Extrait:
****************
Chez les Songye, cette statue masculine s’appelle, selon les régions, mpala ou kishatu. C’est une statue à pouvoirs communautaire protégeant contre les attaques externes et internes. Tous les chefs souhaitaient satisfaire les besoins de leur communauté et cette statuette incarnait une force leur permettant de le faire. En cas de crise ou de problèmes au sein de la communauté – rareté du gibier, eaux moins poissonneuses, mauvais rendements agricoles, épidémies, etc. –, la population procédait à des incantations autour de la statuette pour trouver des solutions à leurs problèmes. La statuette montrait au chef ce qu’il y avait lieu de faire.
Selon la tradition orale, ce type de statue permettait aussi de lutter contre certaines épidémies, dont la rougeole et la varicelle qui avaient fait rage dans la région songye à l’époque du chef Lumpungu, à la fin du 19e siècle. Ce dernier était même devenu borgne à cause de la varicelle. Le nom de kishatu attribué à la statue est le propre nom de la personne qui l’a conçue. Kishatu est devenu populaire dans la région et tous les villages y ont eu recours.
****************
Matériel recueilli:
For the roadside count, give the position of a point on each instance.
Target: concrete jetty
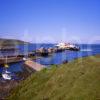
****************
Travail demandé: Dans l'extrait sur la statue songye, d'où vient le nom kishatu donné à la statue ? Le matériel n'a aucun lien avec l'extrait.

Réponse: C'est le nom de la personne qui a conçu la statue.